• [TASK DESCRIPTION]: Present the lines of the entries below as a numbered list, leaving out any blank lines. Include only the lines from the one containing "Objective — a point for each instance of the small" through the end of the entries, both ends included.

• [RECORDS TO PROCESS]:
+--

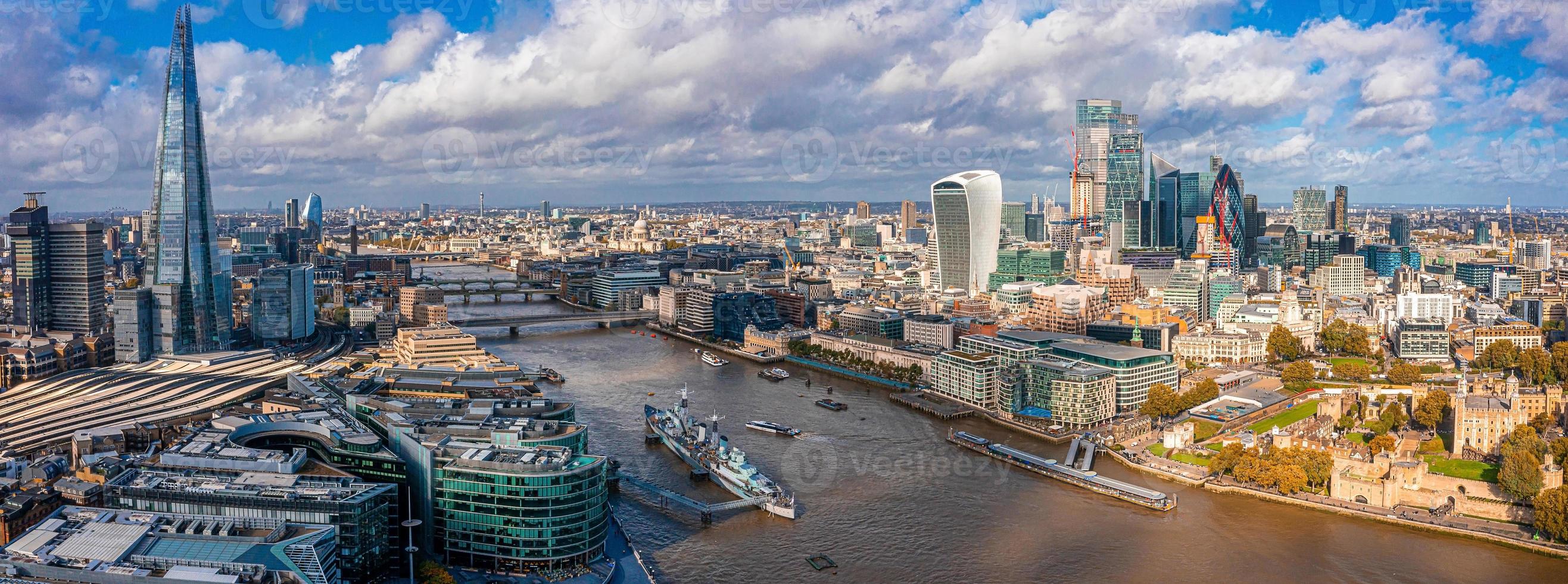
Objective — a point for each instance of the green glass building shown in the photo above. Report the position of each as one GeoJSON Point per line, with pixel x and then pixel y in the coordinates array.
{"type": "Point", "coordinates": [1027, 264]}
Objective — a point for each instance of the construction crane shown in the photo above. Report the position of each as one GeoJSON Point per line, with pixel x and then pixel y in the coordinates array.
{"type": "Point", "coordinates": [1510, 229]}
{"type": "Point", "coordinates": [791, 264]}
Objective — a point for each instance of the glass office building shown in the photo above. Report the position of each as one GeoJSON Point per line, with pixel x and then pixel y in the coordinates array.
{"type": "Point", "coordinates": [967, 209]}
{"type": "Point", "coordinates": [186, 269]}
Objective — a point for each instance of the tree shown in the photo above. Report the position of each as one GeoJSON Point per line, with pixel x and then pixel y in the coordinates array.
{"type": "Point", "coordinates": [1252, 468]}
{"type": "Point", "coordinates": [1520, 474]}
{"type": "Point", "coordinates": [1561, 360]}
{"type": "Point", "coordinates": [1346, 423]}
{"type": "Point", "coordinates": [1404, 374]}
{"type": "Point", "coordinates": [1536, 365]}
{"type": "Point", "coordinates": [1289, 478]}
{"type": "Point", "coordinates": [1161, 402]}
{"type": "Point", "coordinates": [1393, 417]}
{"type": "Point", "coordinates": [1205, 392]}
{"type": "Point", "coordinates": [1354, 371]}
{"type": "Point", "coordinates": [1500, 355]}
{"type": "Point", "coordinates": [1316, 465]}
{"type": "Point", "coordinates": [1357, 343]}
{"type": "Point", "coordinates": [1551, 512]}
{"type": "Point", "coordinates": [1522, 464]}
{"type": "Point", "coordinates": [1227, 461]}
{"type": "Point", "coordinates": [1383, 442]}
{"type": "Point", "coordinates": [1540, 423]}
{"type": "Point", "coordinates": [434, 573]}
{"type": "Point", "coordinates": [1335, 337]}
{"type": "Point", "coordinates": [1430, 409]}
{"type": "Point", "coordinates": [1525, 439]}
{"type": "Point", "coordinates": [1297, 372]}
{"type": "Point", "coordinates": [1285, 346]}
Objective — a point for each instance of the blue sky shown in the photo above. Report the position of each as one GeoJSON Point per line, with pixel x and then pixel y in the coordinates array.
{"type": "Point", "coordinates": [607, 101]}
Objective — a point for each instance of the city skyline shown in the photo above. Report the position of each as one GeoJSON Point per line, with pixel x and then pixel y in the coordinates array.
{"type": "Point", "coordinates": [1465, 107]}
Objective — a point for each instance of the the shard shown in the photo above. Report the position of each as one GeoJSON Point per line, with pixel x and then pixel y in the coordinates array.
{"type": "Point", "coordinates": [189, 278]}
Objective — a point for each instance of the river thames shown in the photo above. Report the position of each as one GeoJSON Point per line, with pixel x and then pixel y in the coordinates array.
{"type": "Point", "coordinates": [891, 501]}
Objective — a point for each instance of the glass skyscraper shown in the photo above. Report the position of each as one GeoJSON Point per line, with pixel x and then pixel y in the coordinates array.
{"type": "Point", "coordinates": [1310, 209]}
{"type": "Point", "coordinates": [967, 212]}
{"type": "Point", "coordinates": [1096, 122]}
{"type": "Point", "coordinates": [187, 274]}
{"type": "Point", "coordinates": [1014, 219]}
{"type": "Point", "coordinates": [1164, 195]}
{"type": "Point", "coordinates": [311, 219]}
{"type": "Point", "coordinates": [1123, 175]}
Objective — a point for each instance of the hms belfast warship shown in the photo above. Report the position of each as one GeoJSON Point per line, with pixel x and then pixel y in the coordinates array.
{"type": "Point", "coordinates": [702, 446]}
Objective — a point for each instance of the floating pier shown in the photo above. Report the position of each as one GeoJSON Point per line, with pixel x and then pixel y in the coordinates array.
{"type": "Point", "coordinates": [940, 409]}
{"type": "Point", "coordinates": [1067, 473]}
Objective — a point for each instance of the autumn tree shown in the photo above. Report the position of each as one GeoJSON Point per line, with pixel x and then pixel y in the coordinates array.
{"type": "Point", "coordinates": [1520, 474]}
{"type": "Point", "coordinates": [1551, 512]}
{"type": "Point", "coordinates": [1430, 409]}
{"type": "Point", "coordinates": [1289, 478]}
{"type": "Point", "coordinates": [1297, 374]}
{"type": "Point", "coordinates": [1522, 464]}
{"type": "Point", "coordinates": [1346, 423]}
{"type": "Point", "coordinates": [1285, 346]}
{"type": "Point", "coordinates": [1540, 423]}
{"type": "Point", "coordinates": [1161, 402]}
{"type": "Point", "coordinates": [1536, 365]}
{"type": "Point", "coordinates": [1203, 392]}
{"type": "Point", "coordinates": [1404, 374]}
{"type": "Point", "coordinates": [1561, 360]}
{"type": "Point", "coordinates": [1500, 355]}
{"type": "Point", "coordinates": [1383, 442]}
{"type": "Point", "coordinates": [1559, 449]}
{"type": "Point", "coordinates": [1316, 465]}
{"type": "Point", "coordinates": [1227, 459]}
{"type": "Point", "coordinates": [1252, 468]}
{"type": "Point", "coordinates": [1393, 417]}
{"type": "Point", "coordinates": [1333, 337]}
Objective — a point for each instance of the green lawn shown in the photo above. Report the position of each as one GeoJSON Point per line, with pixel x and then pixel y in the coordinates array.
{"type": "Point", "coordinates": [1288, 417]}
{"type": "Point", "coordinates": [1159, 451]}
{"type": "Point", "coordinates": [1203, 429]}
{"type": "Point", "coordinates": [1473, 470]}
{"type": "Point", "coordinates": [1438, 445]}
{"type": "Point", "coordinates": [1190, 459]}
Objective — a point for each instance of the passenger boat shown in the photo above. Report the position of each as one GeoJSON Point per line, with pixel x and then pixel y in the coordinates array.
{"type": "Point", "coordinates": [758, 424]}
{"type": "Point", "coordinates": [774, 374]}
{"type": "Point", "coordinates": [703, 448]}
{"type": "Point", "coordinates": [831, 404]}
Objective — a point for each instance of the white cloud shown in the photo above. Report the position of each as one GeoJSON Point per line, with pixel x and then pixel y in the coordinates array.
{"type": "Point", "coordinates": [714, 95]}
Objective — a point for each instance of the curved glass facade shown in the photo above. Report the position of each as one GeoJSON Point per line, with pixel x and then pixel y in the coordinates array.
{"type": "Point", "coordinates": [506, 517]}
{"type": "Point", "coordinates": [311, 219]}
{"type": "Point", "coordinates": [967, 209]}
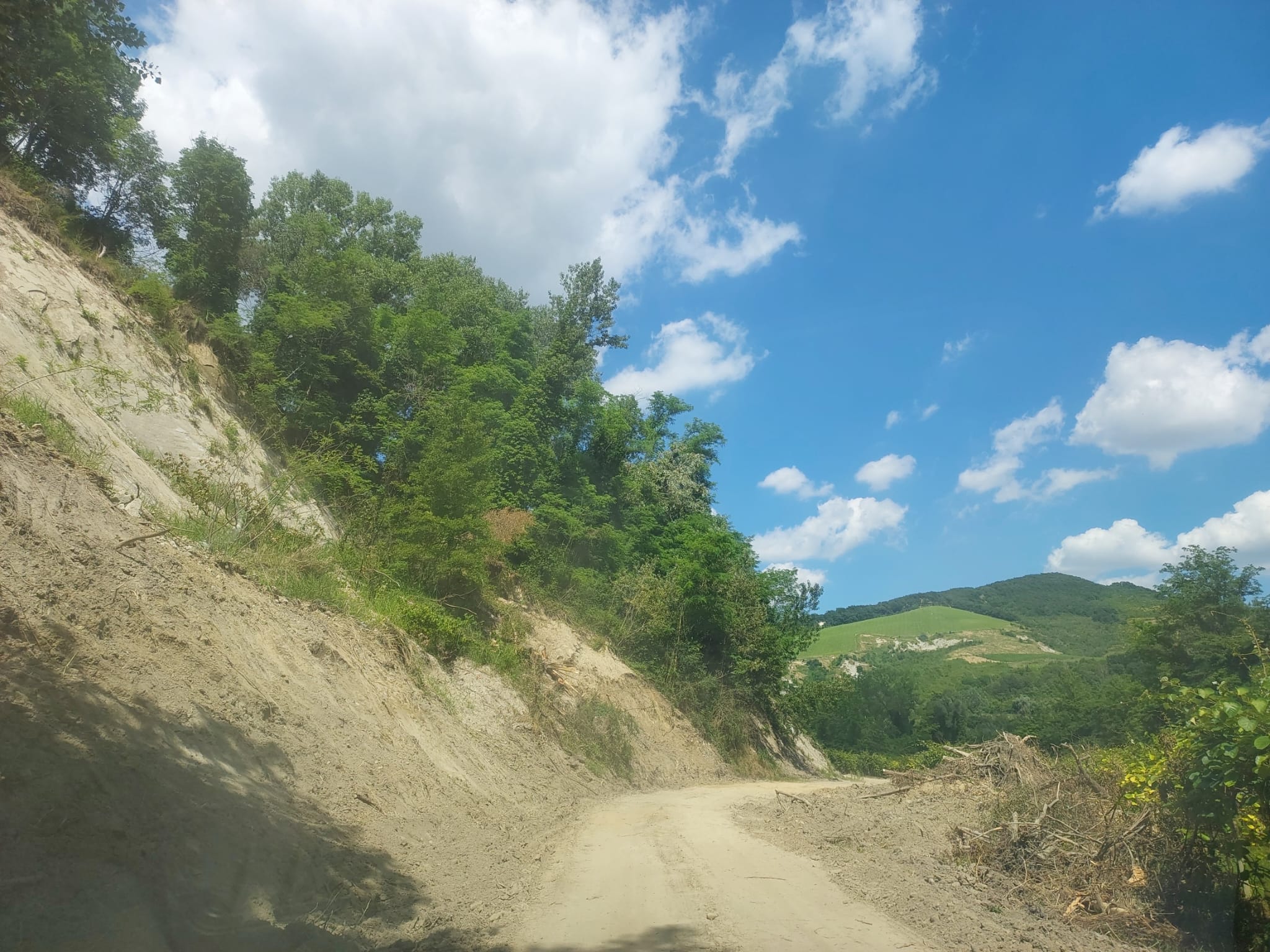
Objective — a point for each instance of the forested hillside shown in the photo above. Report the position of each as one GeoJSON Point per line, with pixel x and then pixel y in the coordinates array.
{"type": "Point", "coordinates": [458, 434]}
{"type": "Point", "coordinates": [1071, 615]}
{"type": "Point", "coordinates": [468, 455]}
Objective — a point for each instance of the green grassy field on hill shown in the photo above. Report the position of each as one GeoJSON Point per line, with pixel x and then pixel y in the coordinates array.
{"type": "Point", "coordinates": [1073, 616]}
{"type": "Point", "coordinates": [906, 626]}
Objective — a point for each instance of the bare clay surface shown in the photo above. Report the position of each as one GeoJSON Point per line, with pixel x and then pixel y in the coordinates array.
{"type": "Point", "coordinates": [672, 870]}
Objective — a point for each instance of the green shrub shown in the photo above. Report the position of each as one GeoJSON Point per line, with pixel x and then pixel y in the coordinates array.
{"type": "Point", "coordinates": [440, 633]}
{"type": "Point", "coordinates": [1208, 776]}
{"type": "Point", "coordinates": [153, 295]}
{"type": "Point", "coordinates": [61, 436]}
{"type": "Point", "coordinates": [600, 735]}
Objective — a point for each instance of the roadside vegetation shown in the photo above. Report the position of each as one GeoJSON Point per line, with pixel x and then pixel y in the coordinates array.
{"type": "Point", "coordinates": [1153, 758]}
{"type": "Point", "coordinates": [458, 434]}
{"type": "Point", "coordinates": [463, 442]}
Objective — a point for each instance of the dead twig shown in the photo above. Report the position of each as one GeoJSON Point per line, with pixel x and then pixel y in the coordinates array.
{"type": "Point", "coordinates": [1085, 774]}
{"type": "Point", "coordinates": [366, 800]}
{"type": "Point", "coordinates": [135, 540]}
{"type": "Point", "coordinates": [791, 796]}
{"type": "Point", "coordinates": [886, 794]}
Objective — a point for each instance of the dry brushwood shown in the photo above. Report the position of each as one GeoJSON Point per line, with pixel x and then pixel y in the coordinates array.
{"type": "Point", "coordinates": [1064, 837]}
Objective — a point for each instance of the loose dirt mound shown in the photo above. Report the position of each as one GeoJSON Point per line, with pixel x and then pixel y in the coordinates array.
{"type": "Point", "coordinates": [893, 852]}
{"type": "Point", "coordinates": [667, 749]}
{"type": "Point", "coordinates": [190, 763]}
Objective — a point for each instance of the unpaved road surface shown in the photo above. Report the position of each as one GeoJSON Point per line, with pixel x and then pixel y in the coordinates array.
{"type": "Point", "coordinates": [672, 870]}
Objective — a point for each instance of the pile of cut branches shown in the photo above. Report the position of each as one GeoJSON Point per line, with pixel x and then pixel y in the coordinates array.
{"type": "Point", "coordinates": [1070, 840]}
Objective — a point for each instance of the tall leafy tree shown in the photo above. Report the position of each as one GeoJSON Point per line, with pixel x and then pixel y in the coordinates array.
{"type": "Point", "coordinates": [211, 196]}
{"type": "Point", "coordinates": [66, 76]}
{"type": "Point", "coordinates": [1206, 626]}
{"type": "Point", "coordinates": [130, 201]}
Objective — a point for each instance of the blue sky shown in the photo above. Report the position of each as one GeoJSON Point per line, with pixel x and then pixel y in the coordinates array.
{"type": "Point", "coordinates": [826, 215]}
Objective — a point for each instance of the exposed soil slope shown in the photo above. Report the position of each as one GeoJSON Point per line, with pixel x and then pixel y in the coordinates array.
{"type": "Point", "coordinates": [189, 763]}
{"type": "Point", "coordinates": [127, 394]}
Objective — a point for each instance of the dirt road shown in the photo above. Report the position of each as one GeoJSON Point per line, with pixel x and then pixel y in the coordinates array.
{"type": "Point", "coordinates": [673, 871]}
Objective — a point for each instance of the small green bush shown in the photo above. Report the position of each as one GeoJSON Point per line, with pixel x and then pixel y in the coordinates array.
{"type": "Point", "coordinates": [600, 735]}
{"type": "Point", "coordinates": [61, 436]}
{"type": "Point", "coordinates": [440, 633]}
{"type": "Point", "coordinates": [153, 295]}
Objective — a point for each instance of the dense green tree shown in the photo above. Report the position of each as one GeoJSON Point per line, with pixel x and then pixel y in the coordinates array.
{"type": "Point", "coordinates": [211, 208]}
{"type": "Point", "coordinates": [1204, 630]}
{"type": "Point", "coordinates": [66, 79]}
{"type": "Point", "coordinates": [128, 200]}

+--

• [PROBLEM SOLUTION]:
1. Objective — a point for each instance of the small green bush shown in the photo above. Report the position of each as one GeoJSON Point per line, with pixel x and then pixel y in the coordinates array.
2. {"type": "Point", "coordinates": [600, 735]}
3. {"type": "Point", "coordinates": [61, 436]}
4. {"type": "Point", "coordinates": [440, 633]}
5. {"type": "Point", "coordinates": [153, 295]}
6. Objective — a point for each instance of the dense green tree shown in the photo above. Report the position of each as one GeoJSON Point per line, with pixel x and then pixel y in the coordinates array.
7. {"type": "Point", "coordinates": [211, 208]}
8. {"type": "Point", "coordinates": [1204, 630]}
9. {"type": "Point", "coordinates": [66, 79]}
10. {"type": "Point", "coordinates": [128, 200]}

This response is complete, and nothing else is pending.